>> begin The input
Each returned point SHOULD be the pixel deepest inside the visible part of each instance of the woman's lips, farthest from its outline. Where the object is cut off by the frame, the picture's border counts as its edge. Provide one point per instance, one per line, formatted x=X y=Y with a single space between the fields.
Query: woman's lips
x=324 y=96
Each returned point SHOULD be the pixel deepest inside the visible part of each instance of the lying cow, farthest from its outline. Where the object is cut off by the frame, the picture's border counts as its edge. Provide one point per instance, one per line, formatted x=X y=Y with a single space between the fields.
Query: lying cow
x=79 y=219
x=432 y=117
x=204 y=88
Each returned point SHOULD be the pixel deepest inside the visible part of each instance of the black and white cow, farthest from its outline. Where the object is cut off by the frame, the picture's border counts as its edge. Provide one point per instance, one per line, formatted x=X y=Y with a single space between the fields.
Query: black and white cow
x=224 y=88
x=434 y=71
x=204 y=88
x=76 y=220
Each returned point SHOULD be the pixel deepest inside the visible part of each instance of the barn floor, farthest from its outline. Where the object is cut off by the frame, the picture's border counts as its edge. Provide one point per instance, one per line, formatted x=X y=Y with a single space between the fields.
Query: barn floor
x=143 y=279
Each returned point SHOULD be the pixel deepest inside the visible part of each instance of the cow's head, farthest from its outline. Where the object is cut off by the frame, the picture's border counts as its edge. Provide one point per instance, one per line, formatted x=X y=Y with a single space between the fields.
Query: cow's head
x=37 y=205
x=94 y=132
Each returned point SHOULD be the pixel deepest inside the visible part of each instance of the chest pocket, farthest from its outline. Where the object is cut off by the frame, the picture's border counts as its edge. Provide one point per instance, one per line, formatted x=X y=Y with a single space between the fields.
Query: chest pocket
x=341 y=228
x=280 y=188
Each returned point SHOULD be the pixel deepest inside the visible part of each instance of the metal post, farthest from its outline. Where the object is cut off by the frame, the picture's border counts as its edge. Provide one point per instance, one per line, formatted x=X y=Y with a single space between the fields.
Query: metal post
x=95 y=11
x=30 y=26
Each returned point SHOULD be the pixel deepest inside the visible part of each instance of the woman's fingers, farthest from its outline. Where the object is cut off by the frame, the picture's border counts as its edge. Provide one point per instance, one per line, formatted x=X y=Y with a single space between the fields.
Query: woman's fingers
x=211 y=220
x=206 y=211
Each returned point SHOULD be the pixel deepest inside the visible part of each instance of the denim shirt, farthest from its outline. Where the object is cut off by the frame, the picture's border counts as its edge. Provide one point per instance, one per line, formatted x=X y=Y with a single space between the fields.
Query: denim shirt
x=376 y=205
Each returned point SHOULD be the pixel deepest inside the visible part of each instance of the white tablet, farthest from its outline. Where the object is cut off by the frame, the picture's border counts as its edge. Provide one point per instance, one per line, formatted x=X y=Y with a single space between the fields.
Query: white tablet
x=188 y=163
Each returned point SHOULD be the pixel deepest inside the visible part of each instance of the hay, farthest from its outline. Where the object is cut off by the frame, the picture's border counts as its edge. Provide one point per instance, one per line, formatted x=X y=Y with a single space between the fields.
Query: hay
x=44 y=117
>> end The input
>> begin The input
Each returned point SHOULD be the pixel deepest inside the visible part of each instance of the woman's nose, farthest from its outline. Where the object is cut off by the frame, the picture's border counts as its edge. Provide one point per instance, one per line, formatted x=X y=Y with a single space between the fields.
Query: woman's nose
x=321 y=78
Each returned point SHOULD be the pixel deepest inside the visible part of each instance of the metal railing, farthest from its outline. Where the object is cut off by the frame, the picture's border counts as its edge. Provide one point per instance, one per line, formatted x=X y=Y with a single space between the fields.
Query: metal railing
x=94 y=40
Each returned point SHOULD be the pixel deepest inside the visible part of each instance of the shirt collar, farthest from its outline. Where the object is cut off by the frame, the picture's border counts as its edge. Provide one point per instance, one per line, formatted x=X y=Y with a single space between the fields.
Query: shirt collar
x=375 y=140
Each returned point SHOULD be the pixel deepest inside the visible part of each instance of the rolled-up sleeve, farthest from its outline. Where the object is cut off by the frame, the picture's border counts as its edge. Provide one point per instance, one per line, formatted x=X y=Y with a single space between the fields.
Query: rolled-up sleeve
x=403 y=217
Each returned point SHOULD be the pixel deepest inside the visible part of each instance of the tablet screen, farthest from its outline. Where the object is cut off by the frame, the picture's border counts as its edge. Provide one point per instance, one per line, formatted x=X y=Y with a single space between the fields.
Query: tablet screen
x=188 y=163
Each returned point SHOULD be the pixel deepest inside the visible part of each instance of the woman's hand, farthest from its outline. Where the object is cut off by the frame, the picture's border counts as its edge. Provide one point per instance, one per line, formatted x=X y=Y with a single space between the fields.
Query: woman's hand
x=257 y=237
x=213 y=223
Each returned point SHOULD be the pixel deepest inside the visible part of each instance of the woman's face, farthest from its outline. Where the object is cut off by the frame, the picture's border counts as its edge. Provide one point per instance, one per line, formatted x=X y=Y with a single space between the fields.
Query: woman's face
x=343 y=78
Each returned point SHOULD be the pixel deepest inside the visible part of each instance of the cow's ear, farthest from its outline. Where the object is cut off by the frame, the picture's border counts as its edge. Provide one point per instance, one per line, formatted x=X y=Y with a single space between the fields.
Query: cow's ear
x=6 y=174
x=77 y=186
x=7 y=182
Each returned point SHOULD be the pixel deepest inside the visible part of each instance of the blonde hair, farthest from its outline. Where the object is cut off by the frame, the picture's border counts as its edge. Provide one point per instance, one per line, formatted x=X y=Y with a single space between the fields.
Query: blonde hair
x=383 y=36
>> end The input
>> begin The input
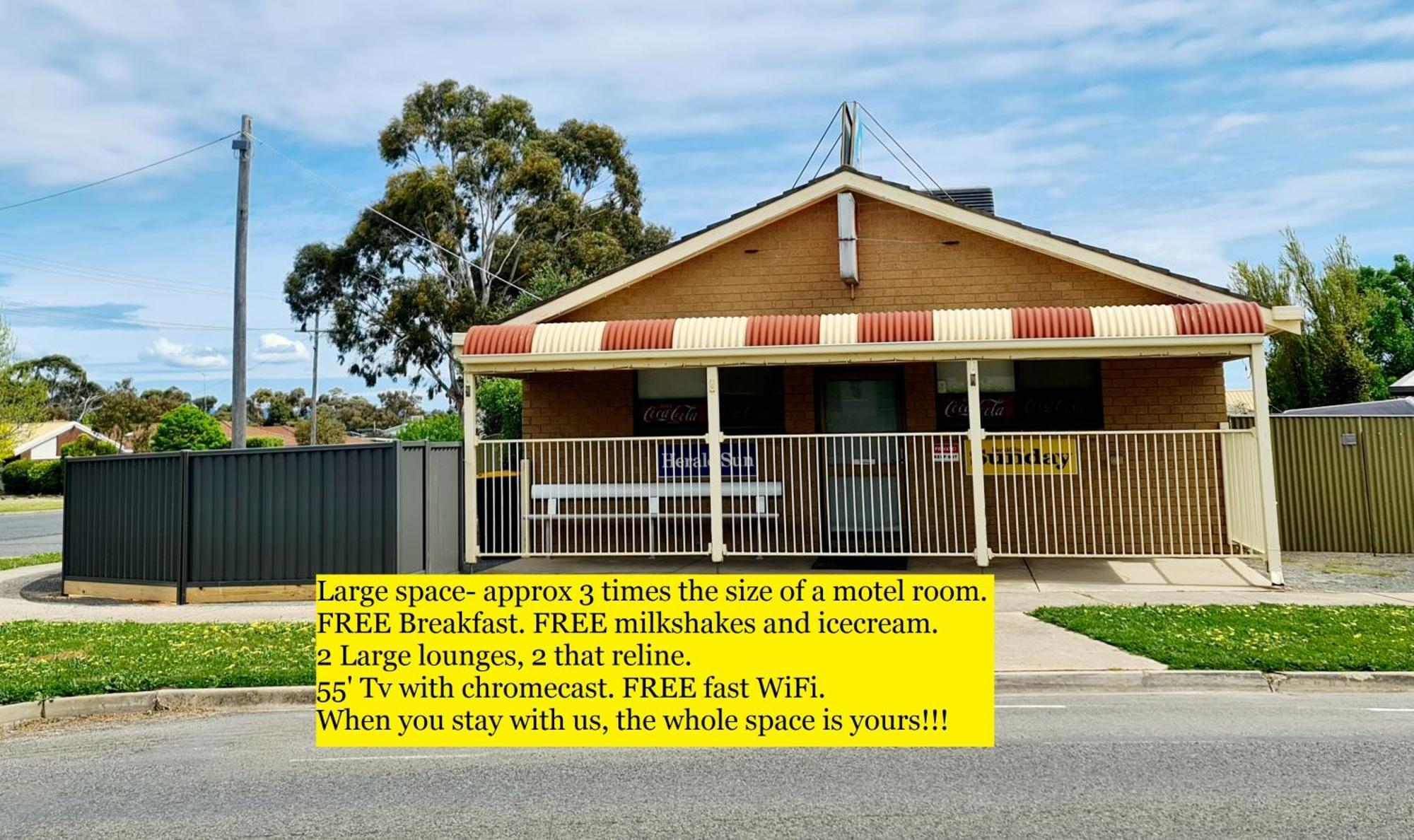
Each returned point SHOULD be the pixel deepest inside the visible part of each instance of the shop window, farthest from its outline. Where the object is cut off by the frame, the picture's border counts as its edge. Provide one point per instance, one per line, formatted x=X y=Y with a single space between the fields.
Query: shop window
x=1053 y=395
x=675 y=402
>> end The input
**What to work on**
Locate every line in the listing above that contains the word "pocket", and copy each of those lines in full.

**Output for this task**
Each returned point SHOULD be the pixel deepest inside the visible part of each instance of the chest pocket, farthest from its outline. Where the object is cut off by the frame, the picture's border counts as its edge. Provide one point per instance, one per line, formatted x=X y=Y with a single space between the fields.
Query: chest pocket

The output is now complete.